## Start
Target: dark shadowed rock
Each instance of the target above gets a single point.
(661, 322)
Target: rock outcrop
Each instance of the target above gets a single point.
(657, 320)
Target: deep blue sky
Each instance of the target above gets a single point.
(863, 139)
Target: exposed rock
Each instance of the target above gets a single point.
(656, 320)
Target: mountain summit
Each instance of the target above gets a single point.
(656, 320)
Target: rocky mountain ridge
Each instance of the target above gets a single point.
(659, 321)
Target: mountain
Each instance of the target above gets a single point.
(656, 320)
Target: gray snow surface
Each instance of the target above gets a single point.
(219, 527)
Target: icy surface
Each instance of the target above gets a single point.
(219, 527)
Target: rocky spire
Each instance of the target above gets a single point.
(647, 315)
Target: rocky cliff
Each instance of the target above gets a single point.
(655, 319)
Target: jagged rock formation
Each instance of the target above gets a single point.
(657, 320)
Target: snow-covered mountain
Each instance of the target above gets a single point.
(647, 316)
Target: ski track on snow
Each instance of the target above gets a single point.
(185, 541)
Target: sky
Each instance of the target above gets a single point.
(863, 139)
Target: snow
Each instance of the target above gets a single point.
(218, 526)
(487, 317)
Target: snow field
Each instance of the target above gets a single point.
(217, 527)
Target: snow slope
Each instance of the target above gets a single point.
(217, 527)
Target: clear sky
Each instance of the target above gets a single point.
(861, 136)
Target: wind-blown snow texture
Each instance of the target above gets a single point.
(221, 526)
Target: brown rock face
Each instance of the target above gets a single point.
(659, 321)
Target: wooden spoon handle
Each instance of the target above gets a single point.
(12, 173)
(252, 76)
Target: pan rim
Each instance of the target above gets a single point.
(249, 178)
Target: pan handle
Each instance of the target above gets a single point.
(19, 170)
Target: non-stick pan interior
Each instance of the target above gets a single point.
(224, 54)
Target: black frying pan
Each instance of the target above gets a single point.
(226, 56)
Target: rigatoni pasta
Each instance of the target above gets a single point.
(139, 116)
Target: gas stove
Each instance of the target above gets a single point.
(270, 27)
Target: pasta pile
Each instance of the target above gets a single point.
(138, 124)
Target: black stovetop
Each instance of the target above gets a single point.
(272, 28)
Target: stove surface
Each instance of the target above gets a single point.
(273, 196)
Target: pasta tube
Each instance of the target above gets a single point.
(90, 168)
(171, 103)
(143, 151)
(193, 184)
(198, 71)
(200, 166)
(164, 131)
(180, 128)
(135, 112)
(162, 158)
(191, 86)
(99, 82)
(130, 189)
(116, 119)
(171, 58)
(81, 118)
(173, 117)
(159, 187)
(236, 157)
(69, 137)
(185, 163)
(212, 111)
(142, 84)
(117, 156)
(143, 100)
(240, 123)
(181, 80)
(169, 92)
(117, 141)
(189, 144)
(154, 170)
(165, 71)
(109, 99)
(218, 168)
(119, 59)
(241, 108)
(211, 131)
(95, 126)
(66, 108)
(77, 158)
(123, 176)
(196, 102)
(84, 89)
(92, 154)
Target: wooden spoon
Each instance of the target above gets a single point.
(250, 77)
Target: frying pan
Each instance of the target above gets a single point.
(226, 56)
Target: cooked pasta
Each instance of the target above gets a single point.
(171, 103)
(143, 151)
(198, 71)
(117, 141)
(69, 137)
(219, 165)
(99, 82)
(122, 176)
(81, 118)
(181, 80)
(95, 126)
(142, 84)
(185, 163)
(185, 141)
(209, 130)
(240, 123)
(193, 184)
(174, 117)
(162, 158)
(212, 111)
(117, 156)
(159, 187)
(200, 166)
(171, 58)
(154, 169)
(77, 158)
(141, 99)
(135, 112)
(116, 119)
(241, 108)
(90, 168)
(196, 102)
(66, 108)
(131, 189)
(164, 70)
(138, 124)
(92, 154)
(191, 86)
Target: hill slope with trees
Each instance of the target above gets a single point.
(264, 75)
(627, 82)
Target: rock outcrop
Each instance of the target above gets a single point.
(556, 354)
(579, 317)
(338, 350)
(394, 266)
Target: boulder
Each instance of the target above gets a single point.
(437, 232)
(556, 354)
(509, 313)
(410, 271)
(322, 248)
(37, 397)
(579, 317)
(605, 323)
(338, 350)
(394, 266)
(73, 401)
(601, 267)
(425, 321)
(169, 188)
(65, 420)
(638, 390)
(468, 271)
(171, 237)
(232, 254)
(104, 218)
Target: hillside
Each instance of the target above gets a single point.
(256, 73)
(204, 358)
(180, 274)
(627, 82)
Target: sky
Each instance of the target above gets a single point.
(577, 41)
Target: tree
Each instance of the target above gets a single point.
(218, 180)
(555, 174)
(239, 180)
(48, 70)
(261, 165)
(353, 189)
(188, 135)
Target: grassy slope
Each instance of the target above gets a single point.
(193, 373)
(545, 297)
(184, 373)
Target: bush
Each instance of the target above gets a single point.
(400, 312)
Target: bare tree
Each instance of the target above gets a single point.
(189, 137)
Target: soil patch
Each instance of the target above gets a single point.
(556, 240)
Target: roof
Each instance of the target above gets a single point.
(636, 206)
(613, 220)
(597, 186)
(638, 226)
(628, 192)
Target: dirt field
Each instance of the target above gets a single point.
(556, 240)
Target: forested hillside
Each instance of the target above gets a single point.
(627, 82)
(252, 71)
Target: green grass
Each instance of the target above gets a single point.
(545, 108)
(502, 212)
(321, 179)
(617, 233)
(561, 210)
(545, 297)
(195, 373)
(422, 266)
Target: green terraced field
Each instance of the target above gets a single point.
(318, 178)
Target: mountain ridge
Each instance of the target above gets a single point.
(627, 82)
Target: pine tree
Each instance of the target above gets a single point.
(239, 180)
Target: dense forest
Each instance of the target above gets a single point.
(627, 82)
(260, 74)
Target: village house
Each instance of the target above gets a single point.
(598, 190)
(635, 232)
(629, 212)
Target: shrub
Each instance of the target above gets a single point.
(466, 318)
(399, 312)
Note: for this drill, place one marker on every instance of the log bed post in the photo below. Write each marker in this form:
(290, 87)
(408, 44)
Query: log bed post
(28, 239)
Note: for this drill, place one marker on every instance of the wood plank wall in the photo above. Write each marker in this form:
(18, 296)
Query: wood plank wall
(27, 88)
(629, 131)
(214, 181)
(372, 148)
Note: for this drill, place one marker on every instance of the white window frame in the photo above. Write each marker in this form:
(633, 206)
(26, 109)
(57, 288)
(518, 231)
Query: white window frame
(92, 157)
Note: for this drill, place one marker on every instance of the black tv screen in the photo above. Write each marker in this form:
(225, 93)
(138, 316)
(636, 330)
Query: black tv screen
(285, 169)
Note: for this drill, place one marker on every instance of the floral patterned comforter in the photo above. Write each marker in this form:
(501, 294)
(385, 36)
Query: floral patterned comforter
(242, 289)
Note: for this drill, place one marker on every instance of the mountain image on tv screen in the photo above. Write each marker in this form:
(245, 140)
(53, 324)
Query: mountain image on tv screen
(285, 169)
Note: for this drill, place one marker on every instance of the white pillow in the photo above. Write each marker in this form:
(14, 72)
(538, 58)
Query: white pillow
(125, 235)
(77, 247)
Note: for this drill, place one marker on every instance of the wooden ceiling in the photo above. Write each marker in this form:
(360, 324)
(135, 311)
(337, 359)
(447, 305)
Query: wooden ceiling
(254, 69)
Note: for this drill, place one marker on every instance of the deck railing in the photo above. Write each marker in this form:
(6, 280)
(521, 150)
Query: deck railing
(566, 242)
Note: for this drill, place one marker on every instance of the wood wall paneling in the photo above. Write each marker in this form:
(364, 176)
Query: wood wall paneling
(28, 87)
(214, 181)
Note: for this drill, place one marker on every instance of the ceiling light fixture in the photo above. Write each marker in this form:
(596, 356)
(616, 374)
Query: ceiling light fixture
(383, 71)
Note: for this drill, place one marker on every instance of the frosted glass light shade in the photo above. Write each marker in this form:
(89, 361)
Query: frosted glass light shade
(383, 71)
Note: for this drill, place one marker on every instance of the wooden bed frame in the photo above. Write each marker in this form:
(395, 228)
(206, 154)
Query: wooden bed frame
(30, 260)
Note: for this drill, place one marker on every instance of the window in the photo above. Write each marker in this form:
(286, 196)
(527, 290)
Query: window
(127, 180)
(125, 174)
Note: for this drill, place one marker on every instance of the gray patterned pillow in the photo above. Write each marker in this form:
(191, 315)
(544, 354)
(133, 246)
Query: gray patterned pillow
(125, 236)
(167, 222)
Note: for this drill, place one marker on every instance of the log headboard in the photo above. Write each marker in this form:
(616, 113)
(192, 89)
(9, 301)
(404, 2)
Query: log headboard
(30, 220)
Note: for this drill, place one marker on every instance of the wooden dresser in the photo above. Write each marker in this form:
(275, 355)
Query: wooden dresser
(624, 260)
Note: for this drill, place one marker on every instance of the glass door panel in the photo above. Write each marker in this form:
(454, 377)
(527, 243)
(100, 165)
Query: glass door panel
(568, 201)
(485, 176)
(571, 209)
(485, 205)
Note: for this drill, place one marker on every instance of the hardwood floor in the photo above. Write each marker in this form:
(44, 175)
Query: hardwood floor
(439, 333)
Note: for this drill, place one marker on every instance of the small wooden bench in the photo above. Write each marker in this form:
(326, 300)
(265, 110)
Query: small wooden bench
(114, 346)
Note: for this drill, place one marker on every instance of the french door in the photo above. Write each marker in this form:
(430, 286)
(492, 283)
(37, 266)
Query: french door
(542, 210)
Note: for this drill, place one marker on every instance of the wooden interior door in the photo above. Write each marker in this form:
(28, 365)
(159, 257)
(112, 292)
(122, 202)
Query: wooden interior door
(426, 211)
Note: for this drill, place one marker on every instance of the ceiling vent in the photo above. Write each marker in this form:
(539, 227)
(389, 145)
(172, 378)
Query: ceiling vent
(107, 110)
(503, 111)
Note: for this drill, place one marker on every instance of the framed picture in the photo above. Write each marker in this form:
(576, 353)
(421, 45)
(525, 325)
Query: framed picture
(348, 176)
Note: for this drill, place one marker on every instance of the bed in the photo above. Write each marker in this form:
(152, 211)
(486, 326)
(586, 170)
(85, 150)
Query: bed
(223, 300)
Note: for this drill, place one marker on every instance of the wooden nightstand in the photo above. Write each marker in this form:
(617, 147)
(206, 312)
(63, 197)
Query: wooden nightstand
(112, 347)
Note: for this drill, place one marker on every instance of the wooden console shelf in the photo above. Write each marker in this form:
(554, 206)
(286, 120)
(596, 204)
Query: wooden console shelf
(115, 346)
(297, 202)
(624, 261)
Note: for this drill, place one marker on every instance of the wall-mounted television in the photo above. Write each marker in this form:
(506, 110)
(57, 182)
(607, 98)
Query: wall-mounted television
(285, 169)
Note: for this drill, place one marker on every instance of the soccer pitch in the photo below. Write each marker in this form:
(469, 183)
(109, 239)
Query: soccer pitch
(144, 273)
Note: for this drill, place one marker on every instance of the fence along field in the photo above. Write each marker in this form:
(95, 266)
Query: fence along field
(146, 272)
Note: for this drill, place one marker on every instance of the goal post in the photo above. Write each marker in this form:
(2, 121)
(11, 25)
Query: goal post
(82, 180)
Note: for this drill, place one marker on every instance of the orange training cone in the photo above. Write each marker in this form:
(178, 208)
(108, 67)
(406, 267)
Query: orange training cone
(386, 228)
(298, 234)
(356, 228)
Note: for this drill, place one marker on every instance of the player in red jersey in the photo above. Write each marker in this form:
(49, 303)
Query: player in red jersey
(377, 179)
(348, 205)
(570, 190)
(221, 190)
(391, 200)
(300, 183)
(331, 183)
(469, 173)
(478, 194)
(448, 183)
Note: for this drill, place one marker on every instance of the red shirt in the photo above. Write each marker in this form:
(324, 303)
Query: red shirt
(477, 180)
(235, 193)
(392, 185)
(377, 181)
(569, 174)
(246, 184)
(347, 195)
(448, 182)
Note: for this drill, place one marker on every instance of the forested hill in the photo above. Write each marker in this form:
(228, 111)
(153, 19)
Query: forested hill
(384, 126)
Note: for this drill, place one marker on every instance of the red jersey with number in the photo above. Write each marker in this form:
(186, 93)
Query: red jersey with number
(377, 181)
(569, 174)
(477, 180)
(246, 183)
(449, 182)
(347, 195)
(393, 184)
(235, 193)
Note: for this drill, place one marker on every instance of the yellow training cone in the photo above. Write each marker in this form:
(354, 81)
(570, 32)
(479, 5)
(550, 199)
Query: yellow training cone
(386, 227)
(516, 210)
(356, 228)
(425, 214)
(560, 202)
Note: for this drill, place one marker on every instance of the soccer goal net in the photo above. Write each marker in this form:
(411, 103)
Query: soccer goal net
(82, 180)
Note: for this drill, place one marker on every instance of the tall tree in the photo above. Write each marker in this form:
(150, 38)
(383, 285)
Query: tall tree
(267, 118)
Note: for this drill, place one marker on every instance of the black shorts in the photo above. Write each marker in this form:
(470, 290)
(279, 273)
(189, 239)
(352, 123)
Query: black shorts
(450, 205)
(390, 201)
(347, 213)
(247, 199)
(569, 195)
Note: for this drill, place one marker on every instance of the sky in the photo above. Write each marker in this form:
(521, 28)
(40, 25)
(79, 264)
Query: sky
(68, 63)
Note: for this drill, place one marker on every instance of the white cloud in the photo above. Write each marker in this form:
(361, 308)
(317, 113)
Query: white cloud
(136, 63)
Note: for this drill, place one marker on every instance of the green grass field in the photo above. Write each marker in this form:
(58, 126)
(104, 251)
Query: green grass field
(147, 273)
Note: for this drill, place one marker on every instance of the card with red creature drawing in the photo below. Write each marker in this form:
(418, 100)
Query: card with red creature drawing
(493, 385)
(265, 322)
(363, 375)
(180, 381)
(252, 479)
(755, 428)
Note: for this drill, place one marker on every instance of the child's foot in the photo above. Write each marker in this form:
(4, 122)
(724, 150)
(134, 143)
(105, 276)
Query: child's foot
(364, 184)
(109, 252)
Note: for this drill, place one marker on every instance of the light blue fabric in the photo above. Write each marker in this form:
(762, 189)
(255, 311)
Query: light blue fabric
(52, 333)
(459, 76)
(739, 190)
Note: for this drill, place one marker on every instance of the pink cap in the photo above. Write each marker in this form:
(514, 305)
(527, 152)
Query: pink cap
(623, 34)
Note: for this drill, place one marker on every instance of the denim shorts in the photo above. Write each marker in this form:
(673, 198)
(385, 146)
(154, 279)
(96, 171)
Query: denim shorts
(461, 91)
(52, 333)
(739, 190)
## End
The exercise> Write out once more the lines above beginning at the line with "of the light"; continue through the final line and stop there.

Answer to this exercise>
Note: for this drill, place one marker on every instance of the light blue fabric in the photo above. Write each marker in this form:
(762, 189)
(255, 311)
Query: light blue fabric
(52, 333)
(459, 76)
(739, 190)
Note: for this drill, place one marker on every instance of the pink cap in the photo above. Write each marker in this form:
(514, 305)
(527, 152)
Query: pink cap
(623, 34)
Note: for this drill, place one marker on every instance of the denim shorts in the photo above. Write each marker in this form:
(673, 198)
(385, 146)
(154, 279)
(96, 171)
Query: denim shorts
(461, 91)
(52, 333)
(739, 190)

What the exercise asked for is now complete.